課題の詳細: 以下の文書抜粋によれば、出張時のLCCチケットにはどのような難点がありますか。

会社員の現役時代、注意していたことが二つある。

酒を飲んだ日はタクシーで帰宅することと、国内外を問わず、出張時にはLCCを利用しないことだ。

 

酒は好きではない。

むしろ嫌いな方だ。

しかし、東北新社のガースーの息子じゃないが、仕事で顧客を接待することはしょっちゅうある。

その都度、顧客に失礼があってはいけないから、酒の席で酔っ払うことはないが、それでもさして強くもない酒をかなり飲んでしまう。

そんな状態で電車に乗ると、他の乗客とトラブルになりかねない。

酒気を漂わせるので周囲に迷惑をかけるし、こっちも酔っ払って気が大きくなっているので喧嘩になりやすい。

実際に車中で、そんな酔客同士のトラブルを何度も目撃している。

自分がそんな渦中に陥って新聞沙汰になると、結果として会社に大迷惑をかける。

だから酒を飲んだら、少々コストは嵩んでもタクシーで帰宅することを旨とした。

 

出張時のLCCチケットは、価格は安いが変更が効かない。

予め出張のスケジュールは決めているが、商談には相手があることだから、段取りが予定通りに進むことは却って珍しい。

その場合は、その後の予定を変更しなければならない

そのため、何度も変更が可能で、代替便が多いエアラインを利用するべきと確信し、JALかANA便に拘った。

 

実は、この変更不可の格安便やLCC嫌いには理由がある。

マレーシアで開催された、同業者の国際会議に列席したことがある。

国際会議とは言え、当方の役割は、如何にも全部分かっている風を装いながら、ひたすらじっと座っているだけ。

三泊四日でそんな会議に出席していると、退屈で仕方がない。

四日目の午前中でやっと会議が終了したので、喜び勇んでホテルをチェックアウトした。

一緒に参加した同僚たちは全員が、この後タイに移動したので、当方一人でクアラルンプール空港に向かった。

 

その空港窓口でチェックインすると、係員が怪訝な顔をする。

そして次の台詞に、心底吃驚してしまった。

「Mr. This ticket is for the day after tomorrow.」

提供データ:
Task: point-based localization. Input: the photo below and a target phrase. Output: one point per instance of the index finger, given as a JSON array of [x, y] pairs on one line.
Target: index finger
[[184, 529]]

解答は以下: 価格は安いが、変更が効かない点です。